- [Task to carry out] Hunt through the entries for the word "cabinet" and copy each line in which it appears.

- [Input material]
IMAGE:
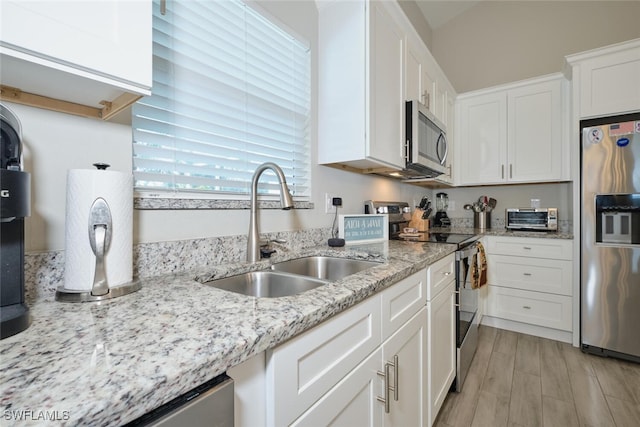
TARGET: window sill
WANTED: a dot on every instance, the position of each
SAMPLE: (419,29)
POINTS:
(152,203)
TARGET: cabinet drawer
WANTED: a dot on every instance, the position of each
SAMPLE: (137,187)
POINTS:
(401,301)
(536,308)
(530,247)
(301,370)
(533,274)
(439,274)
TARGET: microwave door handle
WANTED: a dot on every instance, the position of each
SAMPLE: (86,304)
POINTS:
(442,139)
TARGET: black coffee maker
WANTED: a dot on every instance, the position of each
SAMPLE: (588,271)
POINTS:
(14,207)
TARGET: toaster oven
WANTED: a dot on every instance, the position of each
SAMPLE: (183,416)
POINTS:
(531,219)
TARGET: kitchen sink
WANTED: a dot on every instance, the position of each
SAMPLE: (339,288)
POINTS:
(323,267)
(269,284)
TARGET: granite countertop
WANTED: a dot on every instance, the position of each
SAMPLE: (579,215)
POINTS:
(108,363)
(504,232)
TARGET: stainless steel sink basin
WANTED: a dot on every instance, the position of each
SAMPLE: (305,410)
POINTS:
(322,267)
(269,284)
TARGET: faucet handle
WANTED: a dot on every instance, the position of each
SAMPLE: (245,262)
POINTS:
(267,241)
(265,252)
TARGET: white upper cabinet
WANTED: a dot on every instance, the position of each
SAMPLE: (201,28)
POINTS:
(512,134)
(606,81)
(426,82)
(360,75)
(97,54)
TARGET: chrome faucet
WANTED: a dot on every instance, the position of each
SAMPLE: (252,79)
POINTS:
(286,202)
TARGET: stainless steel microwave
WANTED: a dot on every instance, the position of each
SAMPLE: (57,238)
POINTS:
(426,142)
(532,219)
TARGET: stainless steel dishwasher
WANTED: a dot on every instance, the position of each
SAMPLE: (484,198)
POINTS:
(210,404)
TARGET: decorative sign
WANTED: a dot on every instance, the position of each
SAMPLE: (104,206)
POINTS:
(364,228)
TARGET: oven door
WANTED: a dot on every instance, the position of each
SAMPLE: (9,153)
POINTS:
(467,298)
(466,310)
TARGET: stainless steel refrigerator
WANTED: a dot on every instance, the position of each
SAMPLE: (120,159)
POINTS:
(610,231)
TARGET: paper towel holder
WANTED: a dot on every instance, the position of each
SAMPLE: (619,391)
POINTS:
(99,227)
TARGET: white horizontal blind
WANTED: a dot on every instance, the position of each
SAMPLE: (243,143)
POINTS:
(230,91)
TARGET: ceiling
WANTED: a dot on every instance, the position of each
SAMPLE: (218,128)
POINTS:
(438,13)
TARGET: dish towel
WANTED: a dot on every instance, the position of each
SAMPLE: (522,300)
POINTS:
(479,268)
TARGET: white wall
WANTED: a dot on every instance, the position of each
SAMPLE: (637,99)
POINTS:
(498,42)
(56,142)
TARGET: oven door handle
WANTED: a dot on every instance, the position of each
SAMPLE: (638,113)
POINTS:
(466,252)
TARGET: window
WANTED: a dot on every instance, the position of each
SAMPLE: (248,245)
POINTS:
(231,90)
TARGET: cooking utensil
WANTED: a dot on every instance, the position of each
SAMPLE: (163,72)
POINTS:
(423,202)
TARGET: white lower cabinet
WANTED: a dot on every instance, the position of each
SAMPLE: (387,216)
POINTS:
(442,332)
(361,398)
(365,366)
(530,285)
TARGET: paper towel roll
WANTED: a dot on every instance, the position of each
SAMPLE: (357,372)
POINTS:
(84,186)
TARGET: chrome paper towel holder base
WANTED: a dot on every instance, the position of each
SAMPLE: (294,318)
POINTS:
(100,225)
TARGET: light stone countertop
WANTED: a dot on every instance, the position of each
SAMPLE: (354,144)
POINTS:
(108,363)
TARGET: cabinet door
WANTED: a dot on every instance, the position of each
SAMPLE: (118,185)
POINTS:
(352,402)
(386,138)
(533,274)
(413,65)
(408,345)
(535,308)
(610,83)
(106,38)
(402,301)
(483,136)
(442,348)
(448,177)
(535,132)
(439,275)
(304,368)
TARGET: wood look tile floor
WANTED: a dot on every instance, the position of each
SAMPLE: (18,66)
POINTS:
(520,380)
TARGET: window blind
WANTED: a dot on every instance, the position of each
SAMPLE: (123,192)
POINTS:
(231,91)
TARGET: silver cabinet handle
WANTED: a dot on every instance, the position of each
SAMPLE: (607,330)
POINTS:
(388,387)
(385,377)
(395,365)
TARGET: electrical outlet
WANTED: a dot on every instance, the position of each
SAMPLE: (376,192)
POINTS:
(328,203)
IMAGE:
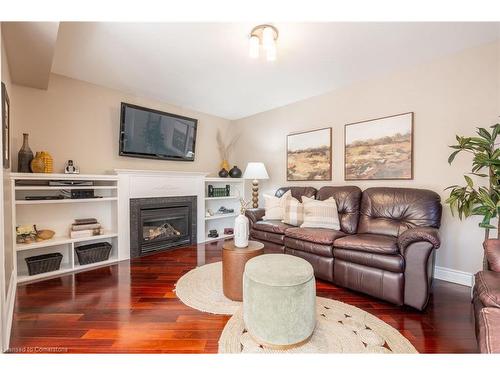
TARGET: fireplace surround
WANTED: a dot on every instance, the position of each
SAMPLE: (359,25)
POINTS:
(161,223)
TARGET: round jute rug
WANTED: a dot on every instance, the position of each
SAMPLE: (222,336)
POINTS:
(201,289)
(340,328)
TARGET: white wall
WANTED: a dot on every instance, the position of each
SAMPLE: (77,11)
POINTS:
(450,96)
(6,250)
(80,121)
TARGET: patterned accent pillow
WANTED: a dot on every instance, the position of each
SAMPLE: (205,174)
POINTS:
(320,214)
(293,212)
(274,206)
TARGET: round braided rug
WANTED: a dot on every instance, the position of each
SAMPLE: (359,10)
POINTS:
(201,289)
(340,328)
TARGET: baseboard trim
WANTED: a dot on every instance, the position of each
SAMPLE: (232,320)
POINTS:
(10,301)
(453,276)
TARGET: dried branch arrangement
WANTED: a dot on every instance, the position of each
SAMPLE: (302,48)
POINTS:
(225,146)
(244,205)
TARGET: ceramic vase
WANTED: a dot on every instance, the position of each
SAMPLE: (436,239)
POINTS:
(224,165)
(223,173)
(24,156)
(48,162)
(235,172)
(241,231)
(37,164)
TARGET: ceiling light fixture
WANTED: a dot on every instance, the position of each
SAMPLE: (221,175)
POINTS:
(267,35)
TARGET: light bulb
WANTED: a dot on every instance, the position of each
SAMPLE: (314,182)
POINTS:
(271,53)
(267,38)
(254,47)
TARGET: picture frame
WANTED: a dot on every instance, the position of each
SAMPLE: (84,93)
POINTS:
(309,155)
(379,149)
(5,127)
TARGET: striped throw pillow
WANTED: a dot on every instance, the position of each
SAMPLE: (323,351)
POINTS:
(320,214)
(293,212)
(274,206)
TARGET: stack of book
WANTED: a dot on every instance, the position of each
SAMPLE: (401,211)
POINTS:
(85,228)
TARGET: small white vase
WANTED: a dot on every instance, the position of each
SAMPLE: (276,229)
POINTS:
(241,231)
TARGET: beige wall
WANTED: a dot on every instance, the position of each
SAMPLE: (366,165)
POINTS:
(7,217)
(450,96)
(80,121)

---

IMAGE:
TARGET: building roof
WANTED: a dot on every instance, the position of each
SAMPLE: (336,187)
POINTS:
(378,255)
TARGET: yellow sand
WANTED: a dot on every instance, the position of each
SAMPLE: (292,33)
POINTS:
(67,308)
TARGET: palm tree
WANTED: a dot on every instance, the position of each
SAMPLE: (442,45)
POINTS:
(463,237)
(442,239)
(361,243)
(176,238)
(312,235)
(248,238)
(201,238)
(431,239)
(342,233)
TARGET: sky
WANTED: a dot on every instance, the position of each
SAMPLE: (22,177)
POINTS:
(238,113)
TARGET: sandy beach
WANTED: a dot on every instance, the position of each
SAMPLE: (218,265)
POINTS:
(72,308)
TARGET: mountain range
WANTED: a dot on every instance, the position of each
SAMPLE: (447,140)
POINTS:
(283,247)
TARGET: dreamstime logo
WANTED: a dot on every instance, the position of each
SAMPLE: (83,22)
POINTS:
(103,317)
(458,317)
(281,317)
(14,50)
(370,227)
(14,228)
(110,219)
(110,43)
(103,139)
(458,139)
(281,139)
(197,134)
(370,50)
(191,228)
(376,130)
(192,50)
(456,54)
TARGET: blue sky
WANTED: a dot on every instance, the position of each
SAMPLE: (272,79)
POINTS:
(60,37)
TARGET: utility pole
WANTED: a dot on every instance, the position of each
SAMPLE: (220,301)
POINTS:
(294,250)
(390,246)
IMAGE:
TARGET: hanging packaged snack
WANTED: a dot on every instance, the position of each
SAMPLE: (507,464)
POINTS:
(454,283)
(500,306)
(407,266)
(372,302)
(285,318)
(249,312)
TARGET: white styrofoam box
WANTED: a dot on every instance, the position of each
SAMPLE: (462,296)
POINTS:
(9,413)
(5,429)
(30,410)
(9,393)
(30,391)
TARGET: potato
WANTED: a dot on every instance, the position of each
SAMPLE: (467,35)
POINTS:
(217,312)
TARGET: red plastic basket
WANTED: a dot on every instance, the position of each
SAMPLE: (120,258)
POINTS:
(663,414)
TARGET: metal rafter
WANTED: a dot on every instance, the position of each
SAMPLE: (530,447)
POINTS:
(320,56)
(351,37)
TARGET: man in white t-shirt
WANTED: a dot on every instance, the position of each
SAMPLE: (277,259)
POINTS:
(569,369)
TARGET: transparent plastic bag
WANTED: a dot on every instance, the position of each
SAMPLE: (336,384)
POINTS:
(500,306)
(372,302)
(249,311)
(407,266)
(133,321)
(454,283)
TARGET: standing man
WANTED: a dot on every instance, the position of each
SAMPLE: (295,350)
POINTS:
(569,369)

- [The answer]
TARGET: cabinet drawer
TARGET: white upper cabinet
TARGET: white lower cabinet
TARGET: cabinet door
TARGET: silver cabinet handle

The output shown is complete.